# Challenge:
Report how many lines of the items below contain the word "output", treating uppercase and lowercase as different. Give only the number.

(Image annotation data)
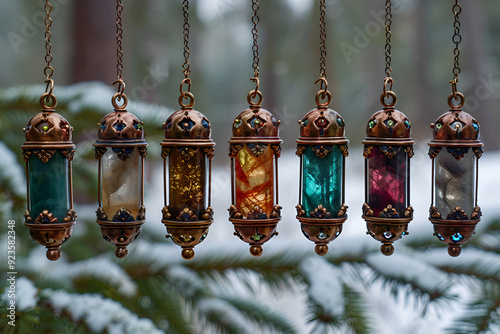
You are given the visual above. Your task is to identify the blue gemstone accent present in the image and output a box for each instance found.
[179,117,195,131]
[113,123,126,132]
[451,232,464,242]
[201,119,210,130]
[112,147,134,155]
[384,231,394,239]
[337,117,345,128]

# Worked solution:
1